--- DATA ENTRIES ---

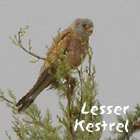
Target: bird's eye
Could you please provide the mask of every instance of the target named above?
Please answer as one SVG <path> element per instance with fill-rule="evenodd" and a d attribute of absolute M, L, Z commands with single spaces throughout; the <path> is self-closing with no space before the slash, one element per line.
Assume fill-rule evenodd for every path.
<path fill-rule="evenodd" d="M 83 24 L 82 27 L 83 27 L 83 28 L 86 28 L 86 24 Z"/>

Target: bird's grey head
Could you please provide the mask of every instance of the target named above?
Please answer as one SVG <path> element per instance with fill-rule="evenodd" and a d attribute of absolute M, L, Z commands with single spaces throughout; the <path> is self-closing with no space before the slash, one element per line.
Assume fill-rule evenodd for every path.
<path fill-rule="evenodd" d="M 90 36 L 93 32 L 93 22 L 87 18 L 78 18 L 70 25 L 75 33 L 81 36 Z"/>

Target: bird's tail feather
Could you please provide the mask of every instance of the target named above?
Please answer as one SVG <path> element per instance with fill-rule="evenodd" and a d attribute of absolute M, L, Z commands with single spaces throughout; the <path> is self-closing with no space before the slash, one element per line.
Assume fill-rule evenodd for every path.
<path fill-rule="evenodd" d="M 19 107 L 18 112 L 26 110 L 34 102 L 35 98 L 40 94 L 40 92 L 52 84 L 52 81 L 52 75 L 48 73 L 41 75 L 33 88 L 16 104 L 16 106 Z"/>

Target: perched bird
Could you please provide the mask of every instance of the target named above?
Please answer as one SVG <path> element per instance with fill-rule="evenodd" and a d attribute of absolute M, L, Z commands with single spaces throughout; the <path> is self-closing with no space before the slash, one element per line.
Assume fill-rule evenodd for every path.
<path fill-rule="evenodd" d="M 62 48 L 63 54 L 68 56 L 70 68 L 74 69 L 86 57 L 89 36 L 92 32 L 93 22 L 87 18 L 78 18 L 66 30 L 54 38 L 35 85 L 16 104 L 19 107 L 19 112 L 26 110 L 45 88 L 55 86 L 56 80 L 53 78 L 53 74 L 57 71 L 55 64 L 58 60 L 60 47 Z M 52 74 L 50 71 L 52 71 Z"/>

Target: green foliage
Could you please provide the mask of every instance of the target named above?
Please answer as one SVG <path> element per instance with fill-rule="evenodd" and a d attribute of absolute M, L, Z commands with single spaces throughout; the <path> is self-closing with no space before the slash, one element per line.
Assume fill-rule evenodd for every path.
<path fill-rule="evenodd" d="M 22 48 L 28 54 L 36 57 L 36 61 L 38 61 L 38 59 L 46 60 L 46 58 L 42 58 L 31 52 L 31 40 L 28 42 L 28 50 L 22 46 L 21 37 L 25 34 L 27 29 L 28 26 L 24 29 L 21 28 L 13 39 L 10 37 L 12 43 Z M 59 36 L 59 31 L 58 37 L 61 38 L 61 36 Z M 80 38 L 78 39 L 81 40 Z M 93 127 L 90 129 L 92 132 L 88 132 L 85 129 L 88 123 L 96 124 L 98 122 L 102 122 L 100 110 L 96 111 L 97 115 L 81 113 L 81 109 L 85 102 L 86 110 L 88 111 L 92 106 L 100 107 L 100 102 L 96 99 L 97 84 L 94 81 L 95 66 L 91 61 L 93 55 L 92 48 L 85 42 L 82 42 L 82 45 L 87 46 L 88 64 L 84 68 L 81 65 L 79 68 L 72 71 L 68 64 L 67 55 L 63 55 L 63 47 L 61 45 L 62 44 L 57 46 L 56 44 L 56 48 L 60 52 L 58 55 L 58 61 L 55 64 L 57 71 L 55 71 L 55 74 L 53 75 L 57 86 L 52 85 L 52 87 L 50 87 L 50 89 L 57 87 L 59 98 L 65 98 L 67 101 L 67 105 L 59 102 L 60 109 L 63 112 L 63 117 L 57 116 L 59 122 L 58 126 L 52 126 L 49 110 L 46 109 L 47 111 L 45 116 L 42 116 L 41 111 L 35 103 L 26 111 L 22 112 L 22 114 L 19 114 L 15 107 L 17 103 L 16 97 L 12 91 L 8 89 L 8 95 L 11 98 L 11 101 L 7 99 L 4 92 L 0 90 L 1 101 L 5 101 L 7 107 L 10 107 L 12 110 L 12 128 L 19 140 L 99 140 L 102 135 L 102 129 L 100 129 L 100 131 L 95 131 L 96 128 Z M 32 63 L 35 63 L 36 61 L 32 61 Z M 73 74 L 76 75 L 76 78 L 69 77 Z M 106 140 L 129 140 L 134 132 L 140 130 L 139 116 L 139 105 L 136 106 L 135 112 L 127 112 L 124 118 L 122 116 L 118 116 L 117 120 L 119 123 L 125 124 L 126 119 L 128 119 L 129 131 L 126 132 L 123 129 L 123 133 L 119 133 L 114 129 L 113 135 L 115 135 L 116 138 L 112 139 L 110 137 Z M 78 126 L 77 130 L 74 131 L 75 121 L 77 119 L 78 121 L 85 121 L 85 123 L 83 123 L 84 131 L 81 130 L 80 126 Z M 12 140 L 7 131 L 6 135 L 9 140 Z M 133 140 L 136 140 L 136 138 L 133 138 Z"/>

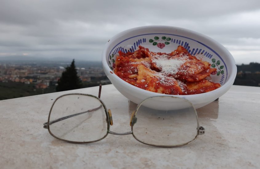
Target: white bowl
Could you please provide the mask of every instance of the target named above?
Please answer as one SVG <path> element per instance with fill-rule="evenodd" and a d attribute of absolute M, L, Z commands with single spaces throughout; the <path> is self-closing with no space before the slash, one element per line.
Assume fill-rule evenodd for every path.
<path fill-rule="evenodd" d="M 169 42 L 161 49 L 150 39 L 159 38 L 158 43 Z M 166 40 L 162 39 L 166 37 Z M 164 38 L 163 39 L 165 39 Z M 155 38 L 158 39 L 158 38 Z M 169 95 L 186 99 L 196 108 L 205 106 L 226 93 L 233 84 L 237 73 L 237 67 L 232 55 L 224 46 L 211 38 L 186 29 L 165 26 L 149 26 L 128 29 L 116 35 L 108 41 L 102 54 L 102 64 L 105 72 L 117 89 L 126 97 L 137 104 L 146 99 L 156 96 L 165 96 L 135 87 L 125 81 L 114 73 L 113 64 L 119 50 L 125 52 L 138 49 L 141 45 L 156 52 L 170 53 L 181 45 L 192 55 L 202 58 L 216 68 L 218 73 L 210 77 L 212 81 L 221 84 L 214 90 L 200 94 Z M 154 101 L 154 105 L 160 102 Z"/>

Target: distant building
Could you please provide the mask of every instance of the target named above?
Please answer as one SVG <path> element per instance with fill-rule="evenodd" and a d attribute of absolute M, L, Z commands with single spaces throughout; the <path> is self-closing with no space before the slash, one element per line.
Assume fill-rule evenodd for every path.
<path fill-rule="evenodd" d="M 48 86 L 43 83 L 38 83 L 36 85 L 36 88 L 46 88 Z"/>

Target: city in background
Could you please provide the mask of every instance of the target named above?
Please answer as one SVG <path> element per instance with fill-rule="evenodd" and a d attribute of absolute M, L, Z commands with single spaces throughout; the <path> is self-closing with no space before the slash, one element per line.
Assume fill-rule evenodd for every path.
<path fill-rule="evenodd" d="M 0 61 L 0 100 L 55 92 L 71 61 Z M 110 84 L 101 62 L 75 61 L 82 88 Z"/>
<path fill-rule="evenodd" d="M 56 92 L 58 81 L 72 61 L 0 60 L 0 100 Z M 111 83 L 101 62 L 75 61 L 82 88 Z M 238 65 L 234 84 L 260 86 L 260 64 Z"/>

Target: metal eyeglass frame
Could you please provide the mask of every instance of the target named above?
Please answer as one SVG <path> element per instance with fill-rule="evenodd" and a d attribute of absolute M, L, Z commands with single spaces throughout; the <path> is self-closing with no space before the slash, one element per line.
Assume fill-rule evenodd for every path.
<path fill-rule="evenodd" d="M 130 132 L 126 132 L 125 133 L 117 133 L 116 132 L 112 132 L 112 131 L 110 131 L 110 125 L 113 125 L 113 120 L 112 118 L 112 114 L 111 113 L 111 111 L 110 111 L 110 109 L 108 109 L 106 108 L 106 105 L 104 104 L 104 103 L 103 103 L 103 101 L 100 99 L 100 95 L 101 94 L 101 85 L 100 84 L 99 85 L 99 92 L 98 92 L 98 97 L 97 97 L 96 96 L 93 96 L 91 95 L 88 94 L 85 94 L 83 93 L 70 93 L 68 94 L 66 94 L 64 95 L 62 95 L 61 96 L 58 97 L 54 101 L 54 102 L 52 104 L 52 105 L 51 106 L 51 107 L 50 108 L 50 112 L 49 113 L 49 116 L 48 117 L 48 121 L 46 123 L 45 123 L 43 124 L 43 128 L 46 128 L 48 129 L 48 131 L 49 131 L 49 133 L 52 136 L 55 137 L 55 138 L 58 139 L 59 140 L 62 140 L 63 141 L 64 141 L 69 143 L 93 143 L 94 142 L 96 142 L 97 141 L 100 141 L 102 140 L 103 139 L 105 138 L 108 134 L 109 133 L 111 134 L 114 134 L 115 135 L 127 135 L 128 134 L 132 134 L 134 137 L 138 141 L 143 143 L 144 144 L 147 144 L 148 145 L 150 145 L 151 146 L 154 146 L 157 147 L 180 147 L 181 146 L 184 146 L 187 144 L 190 144 L 190 143 L 191 143 L 192 142 L 194 141 L 198 137 L 198 136 L 199 135 L 203 134 L 205 133 L 205 129 L 204 127 L 202 126 L 199 126 L 198 128 L 197 128 L 197 134 L 196 135 L 195 137 L 192 140 L 191 140 L 191 141 L 186 143 L 184 143 L 182 144 L 177 144 L 176 145 L 174 145 L 172 146 L 165 146 L 163 145 L 157 145 L 155 144 L 149 144 L 147 143 L 144 143 L 139 140 L 138 140 L 138 138 L 137 138 L 134 136 L 134 133 L 133 132 L 133 127 L 134 126 L 134 124 L 135 123 L 136 123 L 137 120 L 137 118 L 136 117 L 135 115 L 136 114 L 137 112 L 138 112 L 138 110 L 142 105 L 142 103 L 144 101 L 145 101 L 147 99 L 149 99 L 149 98 L 150 98 L 152 97 L 158 97 L 158 96 L 153 96 L 150 97 L 149 97 L 147 98 L 146 99 L 144 100 L 143 101 L 142 101 L 141 103 L 139 104 L 137 106 L 135 110 L 132 113 L 131 115 L 131 117 L 130 118 L 130 125 L 131 127 L 131 131 Z M 96 108 L 93 109 L 88 110 L 86 111 L 85 111 L 84 112 L 81 112 L 80 113 L 75 113 L 74 114 L 72 114 L 71 115 L 70 115 L 69 116 L 66 116 L 65 117 L 61 117 L 61 118 L 58 119 L 55 119 L 54 120 L 51 121 L 50 121 L 50 113 L 51 112 L 51 110 L 52 109 L 53 107 L 53 106 L 54 105 L 54 104 L 55 103 L 55 102 L 59 98 L 63 97 L 66 96 L 68 96 L 69 95 L 82 95 L 84 96 L 89 96 L 90 97 L 94 97 L 96 99 L 98 99 L 99 101 L 100 101 L 100 103 L 101 103 L 101 104 L 100 105 Z M 173 97 L 173 97 L 175 97 L 175 98 L 180 98 L 179 97 Z M 182 99 L 183 99 L 182 98 Z M 186 99 L 184 99 L 186 100 Z M 189 103 L 190 103 L 190 102 L 188 100 L 186 100 L 186 101 L 189 102 Z M 193 107 L 193 108 L 194 110 L 194 112 L 195 113 L 196 115 L 196 117 L 197 118 L 197 126 L 198 127 L 199 124 L 198 124 L 198 115 L 197 114 L 197 112 L 196 111 L 196 109 L 195 109 L 195 108 L 194 107 L 194 106 L 193 106 L 193 104 L 191 104 L 192 105 L 192 106 Z M 70 118 L 70 117 L 74 117 L 74 116 L 78 116 L 78 115 L 80 115 L 81 114 L 84 114 L 85 113 L 86 113 L 88 112 L 93 112 L 95 110 L 98 110 L 99 108 L 102 108 L 103 107 L 105 109 L 105 112 L 106 112 L 106 120 L 107 122 L 107 132 L 106 134 L 104 137 L 102 137 L 102 138 L 100 139 L 99 139 L 97 140 L 91 141 L 87 141 L 87 142 L 77 142 L 77 141 L 70 141 L 68 140 L 67 140 L 64 139 L 61 139 L 59 137 L 58 137 L 56 136 L 55 135 L 53 134 L 50 131 L 50 127 L 49 126 L 51 125 L 53 123 L 55 123 L 58 122 L 58 121 L 60 121 L 66 119 L 67 119 Z"/>

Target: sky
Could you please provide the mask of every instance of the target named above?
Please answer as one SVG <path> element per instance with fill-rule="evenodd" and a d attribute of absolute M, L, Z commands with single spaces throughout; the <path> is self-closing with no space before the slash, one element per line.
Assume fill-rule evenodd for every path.
<path fill-rule="evenodd" d="M 0 0 L 0 57 L 101 61 L 127 29 L 181 27 L 211 37 L 237 64 L 260 63 L 260 1 Z"/>

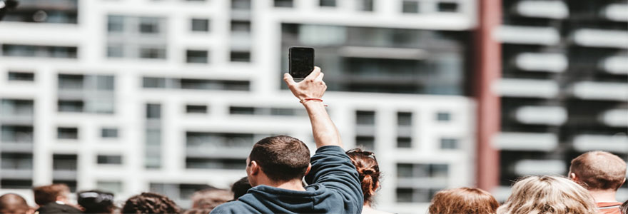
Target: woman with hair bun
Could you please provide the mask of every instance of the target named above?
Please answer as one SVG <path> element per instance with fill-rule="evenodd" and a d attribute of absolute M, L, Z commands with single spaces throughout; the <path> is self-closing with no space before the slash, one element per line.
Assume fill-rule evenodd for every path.
<path fill-rule="evenodd" d="M 362 208 L 363 214 L 388 214 L 383 211 L 373 208 L 374 203 L 373 196 L 375 191 L 380 188 L 380 180 L 382 178 L 382 173 L 380 172 L 380 165 L 378 160 L 373 152 L 362 151 L 360 148 L 354 148 L 347 151 L 347 156 L 351 158 L 351 162 L 355 165 L 355 169 L 360 176 L 362 183 L 362 192 L 364 194 L 364 205 Z"/>
<path fill-rule="evenodd" d="M 430 214 L 495 214 L 500 204 L 487 191 L 474 188 L 440 190 L 434 195 Z"/>

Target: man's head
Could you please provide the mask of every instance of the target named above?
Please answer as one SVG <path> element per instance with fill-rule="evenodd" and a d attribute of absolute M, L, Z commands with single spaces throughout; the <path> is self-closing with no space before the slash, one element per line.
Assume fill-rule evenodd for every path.
<path fill-rule="evenodd" d="M 0 213 L 25 214 L 32 209 L 24 198 L 17 194 L 6 193 L 0 196 Z"/>
<path fill-rule="evenodd" d="M 70 188 L 63 183 L 54 183 L 35 187 L 33 193 L 35 195 L 35 203 L 41 206 L 57 200 L 67 200 Z"/>
<path fill-rule="evenodd" d="M 569 178 L 589 190 L 616 191 L 626 181 L 626 162 L 607 152 L 588 152 L 572 160 Z"/>
<path fill-rule="evenodd" d="M 248 189 L 251 188 L 250 183 L 248 183 L 248 177 L 243 177 L 233 183 L 233 185 L 231 185 L 231 192 L 233 193 L 233 200 L 238 200 L 238 198 L 240 198 L 244 194 L 246 194 L 246 191 L 248 191 Z"/>
<path fill-rule="evenodd" d="M 227 203 L 233 198 L 233 193 L 228 190 L 218 188 L 201 190 L 192 194 L 192 208 L 211 210 Z"/>
<path fill-rule="evenodd" d="M 310 150 L 290 136 L 268 137 L 253 146 L 246 165 L 251 186 L 301 180 L 310 170 Z"/>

---

**WHAT TO WORK ON:** Rewrite the stretch from the start of the items through the line containing "90 36 L 93 32", both ends included, with every coordinate in the path answers multiplied by 2.15 and rounded to a whole number, halves rounded up. Keep all other lines, including the requests, unchanged, and leave the pictures out.

**OUTPUT FOR THIS EXERCISE:**
Target: bird's eye
Could you please provide the mask of every instance of the target named above?
Please answer as one SVG <path> element per instance with fill-rule="evenodd" and a d attribute of absolute M, L, Z commands with single spaces throughout; the <path> is self-closing with no space before the slash, one element per line.
Assume fill-rule evenodd for every path.
<path fill-rule="evenodd" d="M 178 52 L 176 58 L 178 58 L 178 60 L 185 60 L 185 52 Z"/>

Target: bird's grey head
Could you please provide the mask of every instance of the target named above?
Please answer as one SVG <path> element per instance with fill-rule="evenodd" and a d attribute of absolute M, L, Z commands with single spaces throughout; the <path> is self-closing with no space before the slash, one element per line.
Assume fill-rule evenodd for every path.
<path fill-rule="evenodd" d="M 194 77 L 200 69 L 200 47 L 187 39 L 168 39 L 151 54 L 161 71 L 174 77 Z"/>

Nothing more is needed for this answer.